*TEXT SHOWN:*
Thursday, 7 April 2011

News Case Studies

-Rupert Murdoch vs Google (IP theft?)
-Researcg a particular online news provision
-Murdoch monopoly

Music Case Studies

-Study how artists have used the online age to further their career
-Zavvi/virgin and HMV
-Wikileaks (cost of free)
-illegal downloads

Wednesday, 6 April 2011

Stop Press? Media Revolution (BBC2)

Media Revolution is a documentary on BBC2 which has an in-depth look at the decline in newspaper circulation sales and the rise of technology and how this has effect the print journalism.
As an example of this the 'dailies' have lost over 2.25 million readers over the past 10 years; The Mirror lost 750,000; The Sun lost 400,000; The Telegraph has went down 17%; The Guardian down 10% and the Sunday papers have lost 500,000 readers. The only newspaper which did not lose readers between 2008 and 2009 was The Sun, who effectively had to cut their cover price to keep sales of their newspaper up. The percentage of revenue for local papers is up to a 3/4 of revenue from advertising, and is down 23%.
Due to technology advances over the 80's, newspapers from the USA and Japan already using this advanced technology, Rupert Murdoch revolutionized newspaper production by moving his printing press in Fleet Street to computer operators in Wapping.

*INFORMATION SHOWN:*

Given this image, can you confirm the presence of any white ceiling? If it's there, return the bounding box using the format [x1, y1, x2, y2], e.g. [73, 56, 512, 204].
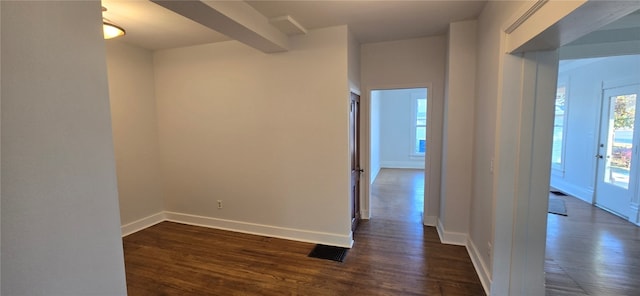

*PROBLEM DESCRIPTION:*
Change "BBC2" to "BBC Two" in the media notes between "Stop Press? Media" and "the print journalism.", inclusive, and write out that revised passage. The listing is drawn from a separate source.

*FINAL RESULT:*
Stop Press? Media Revolution (BBC Two)

Media Revolution is a documentary on BBC Two which has an in-depth look at the decline in newspaper circulation sales and the rise of technology and how this has effect the print journalism.